#### [Supplied data]
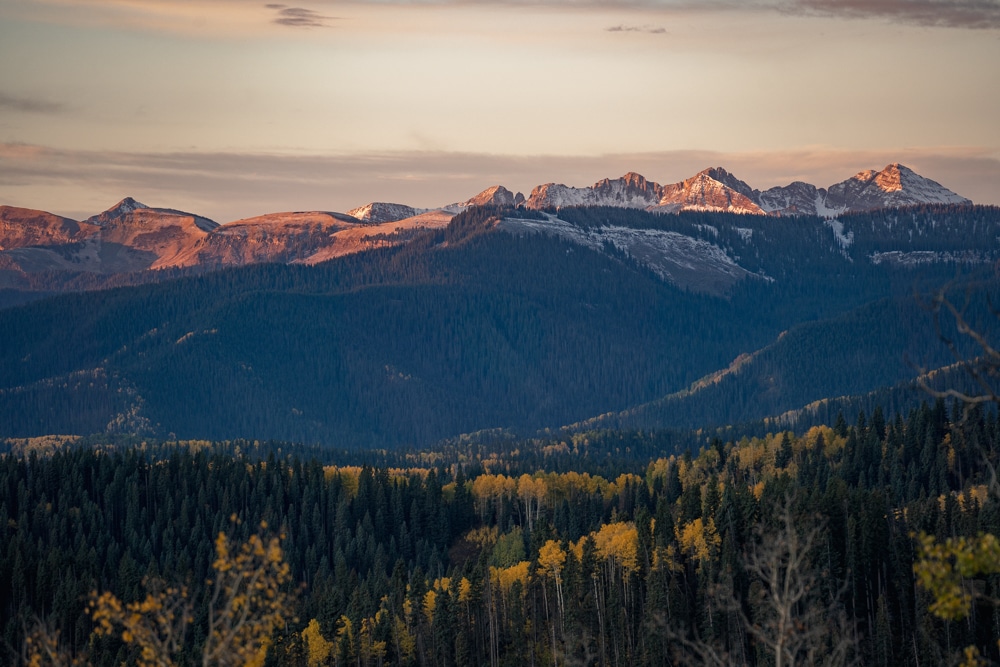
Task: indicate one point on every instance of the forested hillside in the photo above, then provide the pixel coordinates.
(527, 555)
(474, 327)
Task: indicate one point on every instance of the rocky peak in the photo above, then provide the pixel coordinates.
(497, 195)
(119, 210)
(895, 185)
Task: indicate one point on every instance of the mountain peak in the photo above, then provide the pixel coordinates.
(894, 185)
(379, 212)
(122, 208)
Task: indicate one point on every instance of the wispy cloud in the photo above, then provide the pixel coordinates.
(298, 17)
(228, 186)
(30, 104)
(977, 14)
(649, 29)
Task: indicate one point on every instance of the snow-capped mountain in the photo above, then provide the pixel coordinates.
(379, 212)
(896, 185)
(710, 190)
(630, 191)
(718, 190)
(116, 212)
(496, 195)
(131, 236)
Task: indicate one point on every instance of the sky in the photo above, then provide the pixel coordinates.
(235, 108)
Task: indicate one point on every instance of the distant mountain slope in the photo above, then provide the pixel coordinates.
(879, 345)
(488, 323)
(38, 248)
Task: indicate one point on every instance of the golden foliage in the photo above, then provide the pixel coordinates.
(246, 604)
(430, 601)
(318, 648)
(551, 559)
(618, 542)
(505, 577)
(464, 590)
(943, 567)
(699, 539)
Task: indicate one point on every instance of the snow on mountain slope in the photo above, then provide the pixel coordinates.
(630, 191)
(275, 237)
(895, 185)
(716, 189)
(796, 198)
(365, 237)
(685, 261)
(711, 190)
(496, 195)
(379, 212)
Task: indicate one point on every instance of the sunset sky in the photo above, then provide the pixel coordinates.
(232, 108)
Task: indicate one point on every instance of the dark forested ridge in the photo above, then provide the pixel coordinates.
(472, 328)
(469, 557)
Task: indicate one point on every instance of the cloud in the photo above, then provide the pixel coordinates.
(976, 14)
(652, 30)
(298, 17)
(230, 186)
(29, 104)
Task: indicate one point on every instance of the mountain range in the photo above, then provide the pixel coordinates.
(499, 317)
(133, 237)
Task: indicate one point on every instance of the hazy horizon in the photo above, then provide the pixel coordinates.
(231, 108)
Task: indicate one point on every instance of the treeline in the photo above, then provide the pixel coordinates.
(466, 561)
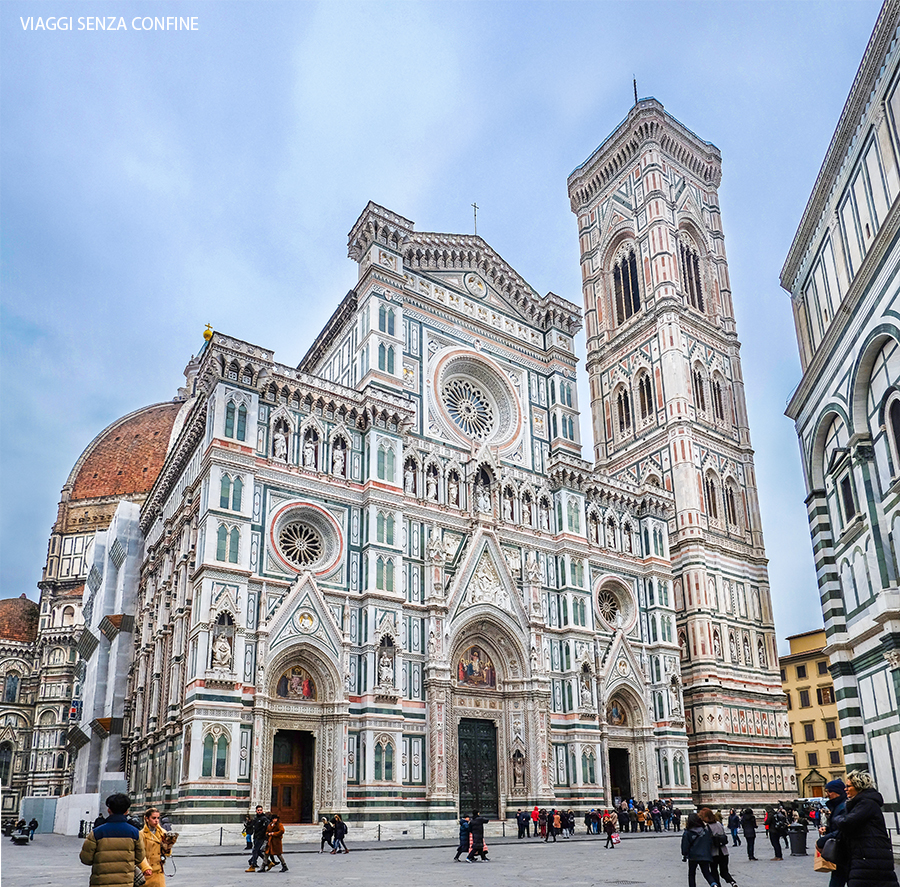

#### [Goal]
Count how many lines in the material above contain the string "forested", and reply with only that number.

#### [Solution for this problem]
2